- Vos tâches
[A] D'après le texte sur Adrian Frutiger, par quel apprentissage a-t-il commencé sa carrière ?
[B] Reproduisez fidèlement le texte sur Adrian Frutiger en partant des mots « 4.2.9 Les professionnels » et en vous arrêtant après « parle le plus. ».
[C] Donnez la suite du texte sur Adrian Frutiger à partir de sa dernière phrase.

- Texte fourni
....................

4.2.9 Les professionnels qualifiés: Adrian Frutiger, typographe


Êtes-vous déjà allé à Paris? Si oui, alors vous avez certainement pris le métro et vous l’avez vue, mais toutefois sans y prêter attention. Et avez-vous déjà regardé attentivement le courrier, les véhicules, les panneaux sur lesquels on peut lire LA POSTE? Tout cela, vous l’avez vu des centaines de fois sans y prêter véritablement attention? Ou les appellations «Serifa», «Meridian», «Lynotype Cetennial», «Univers», «OCR-B» et «Frutiger» vous disent-elles quelque chose?  –  «Univers» est peut-être celle qui vous parle le plus.

Profession. Il s’agit ici d’Adrian Frutiger (24.5.1928-10.9.2015), qui a commencé sa carrière par un apprentissage de compositeur-typographe. Certes, il n’est pas resté dans l’exercice de son premier métier au sens restreint, mais ce dernier a été pour son parcours professionnel à la fois point de départ et point de repère. Frutiger incarne de manière idéale ce qui fait l’essence d’un métier: à savoir que le produit d’un travail de qualité figure au premier plan, alors que la personne agit à l’arrière-plan. Nous connaissons tous le fruit du travail de Frutiger, en Suisse de toute façon. Nous l’utilisons tous les jours, lorsque nous lisons et écrivons, mais sans le savoir. Le produit remplit donc sa fonction, et ce précisément parce qu’il se fait discret. L’individu qui a conçu ce produit est pour nous un inconnu. En revanche, pour les graphistes et les professionnels de l’imprimerie, Adrian Frutiger est un familier et une référence de qualité. Mais il incarne encore un autre aspect, celui d’illustrer ce que l’on peut faire de soi professionnellement, à partir du fondement que constitue une bonne formation initiale. Les possibilités d’ascension sont nombreuses et Frutiger en est un exemple qui montre jusqu’où l’on peut aller. C’est uniquement grâce à la qualité de son travail qu’il jouit d’une réputation internationale, sans être pour autant une star mondiale.

....................

- Jeu de données
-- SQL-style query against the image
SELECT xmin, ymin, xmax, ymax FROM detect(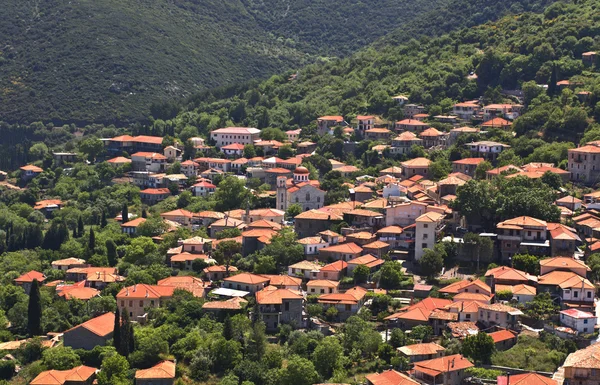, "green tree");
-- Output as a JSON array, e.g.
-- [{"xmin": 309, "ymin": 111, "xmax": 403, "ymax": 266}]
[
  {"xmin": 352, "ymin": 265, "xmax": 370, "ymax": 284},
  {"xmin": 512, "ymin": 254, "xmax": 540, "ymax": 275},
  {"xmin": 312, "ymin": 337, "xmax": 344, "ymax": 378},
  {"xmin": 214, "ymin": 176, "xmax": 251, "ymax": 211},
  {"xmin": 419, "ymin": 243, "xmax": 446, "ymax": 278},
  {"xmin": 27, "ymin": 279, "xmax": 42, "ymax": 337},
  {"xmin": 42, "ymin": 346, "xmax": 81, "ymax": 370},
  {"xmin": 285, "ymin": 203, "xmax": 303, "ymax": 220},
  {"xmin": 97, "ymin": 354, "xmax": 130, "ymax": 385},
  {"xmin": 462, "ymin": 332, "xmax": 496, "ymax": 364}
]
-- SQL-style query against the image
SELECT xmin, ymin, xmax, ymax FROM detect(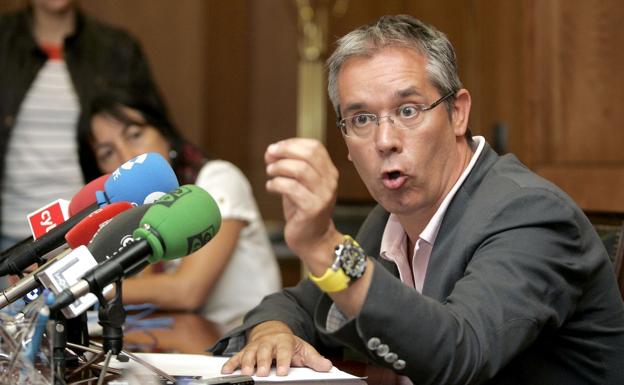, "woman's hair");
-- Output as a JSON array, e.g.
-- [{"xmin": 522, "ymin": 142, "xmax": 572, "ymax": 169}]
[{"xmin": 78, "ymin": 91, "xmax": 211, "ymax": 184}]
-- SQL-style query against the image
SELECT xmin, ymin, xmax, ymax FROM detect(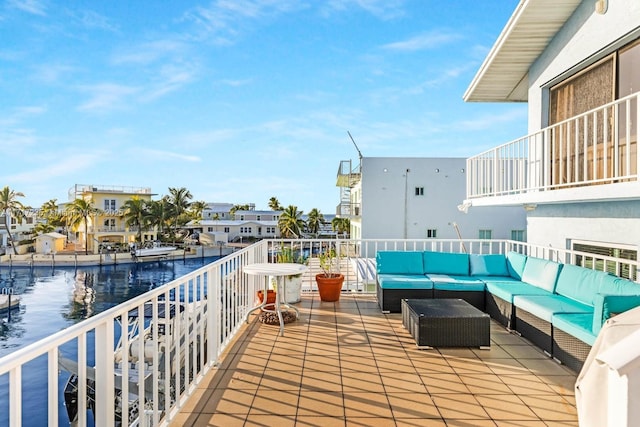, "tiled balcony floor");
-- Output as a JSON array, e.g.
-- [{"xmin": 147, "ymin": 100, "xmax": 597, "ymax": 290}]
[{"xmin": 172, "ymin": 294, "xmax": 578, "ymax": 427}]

....................

- Ensemble des réponses
[A] Par un apprentissage de compositeur-typographe.

[B]
4.2.9 Les professionnels qualifiés: Adrian Frutiger, typographe


Êtes-vous déjà allé à Paris? Si oui, alors vous avez certainement pris le métro et vous l’avez vue, mais toutefois sans y prêter attention. Et avez-vous déjà regardé attentivement le courrier, les véhicules, les panneaux sur lesquels on peut lire LA POSTE? Tout cela, vous l’avez vu des centaines de fois sans y prêter véritablement attention? Ou les appellations «Serifa», «Meridian», «Lynotype Cetennial», «Univers», «OCR-B» et «Frutiger» vous disent-elles quelque chose?  –  «Univers» est peut-être celle qui vous parle le plus.

[C]
Vocation. Adrian Frutiger est né en 1928 à Unterseen, près d’Interlaken. Après sa scolarité, il suivit un apprentissage de compositeur-typographe. C’est dans ce contexte qu’il fut incité à approfondir ses connaissances des caractères d’imprimerie, lorsque son maître d’apprentissage lui confia, au cours de la dernière année de formation, toutes les étapes de la conception d’un petit livre sur les églises de la région. Il choisit donc les églises, écrivit les textes, grava les illustrations, conçut la composition typographique et surveilla l’impression. Grâce à ce travail, il fut ensuite admis à l’Ecole d’arts appliqués de Zurich, où il termina ses études par un travail de diplôme sur les anciennes écritures (des Romains à l’époque gothique), présenté sous forme de gravures sur bois.

La carrière professionnelle. Après une année de travail dans une fonderie de caractères, il entama sa carrière de concepteur de caractères typographiques. Sa vie professionnelle s’est déroulée presque intégralement à Paris, où il a aussi enseigné pendant près de dix ans à l’Ecole des Arts décoratifs et s’est vu remettre la décoration de «Chevalier des arts et des lettres». Parmi ses nombreuses distinctions, mentionnons encore le Prix Gutenberg qu’il a reçu en 1986. Il a travaillé, entre autres entreprises et sociétés, pour IBM (machine à écrire à boule), Stempel AG, Linotype Library, Métro Paris, Aéroport Roissy-Charles-de Gaulle, la Poste Suisse, les musées nationaux français (logos) ou le journal «Die Zeit» (dont les caractères du titre sont l’œuvre de Frutiger).

Le concepteur. Il est considéré comme le premier à ne pas avoir simplement adapté les caractères de plomb traditionnels à la photocomposition, mais à inventer pour cette technologie de nouvelles polices de caractères (p. ex. l’égyptienne). Il participa également au développement d’écritures pour la lecture optique. Ainsi, il est à l’origine de la conception, en 1968, du caractère de reconnaissance optique OCR-B (Optical Character Recognition), choisi en 1973 par l’industrie informatique comme standard international.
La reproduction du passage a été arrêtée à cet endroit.